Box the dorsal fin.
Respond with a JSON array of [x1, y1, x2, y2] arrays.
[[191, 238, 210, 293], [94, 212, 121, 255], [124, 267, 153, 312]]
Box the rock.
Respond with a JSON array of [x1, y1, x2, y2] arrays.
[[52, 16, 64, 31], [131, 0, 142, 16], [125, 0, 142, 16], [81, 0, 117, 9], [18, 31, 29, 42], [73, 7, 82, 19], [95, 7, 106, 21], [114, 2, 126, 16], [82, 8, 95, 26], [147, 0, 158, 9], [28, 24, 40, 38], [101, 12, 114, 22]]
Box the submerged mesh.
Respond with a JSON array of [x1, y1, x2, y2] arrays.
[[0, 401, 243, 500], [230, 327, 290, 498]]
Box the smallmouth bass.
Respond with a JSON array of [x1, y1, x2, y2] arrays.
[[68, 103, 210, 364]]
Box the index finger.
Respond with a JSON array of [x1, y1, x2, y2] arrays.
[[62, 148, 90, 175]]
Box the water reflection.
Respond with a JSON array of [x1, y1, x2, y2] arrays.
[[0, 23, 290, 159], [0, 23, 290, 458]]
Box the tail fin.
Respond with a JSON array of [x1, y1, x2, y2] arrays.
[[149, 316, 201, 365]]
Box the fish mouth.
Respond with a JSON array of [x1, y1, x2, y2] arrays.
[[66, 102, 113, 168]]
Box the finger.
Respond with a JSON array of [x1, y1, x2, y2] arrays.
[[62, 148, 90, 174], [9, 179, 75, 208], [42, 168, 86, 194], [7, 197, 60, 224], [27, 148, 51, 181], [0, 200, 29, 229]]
^^^^^^^^^^^^^^^^
The exercise >> Copy every line from the one containing "Box the tail fin." through the end of the items, both ends included and requests kept, and shift each coordinate in the answers by adding 43 to it.

Answer to this exercise >>
Box the tail fin.
Respond with a JSON array of [x1, y1, x2, y2] arrays.
[[192, 359, 244, 408]]
Box the fish mouth.
Respond with a JSON array of [x1, y1, x2, y2] arrays.
[[109, 145, 156, 211]]
Box the finger.
Respond with a JSON array of [x1, y1, x2, y2] arrays.
[[105, 191, 133, 217], [52, 222, 118, 251], [85, 211, 129, 237], [50, 240, 103, 267], [70, 191, 94, 224], [43, 243, 72, 272]]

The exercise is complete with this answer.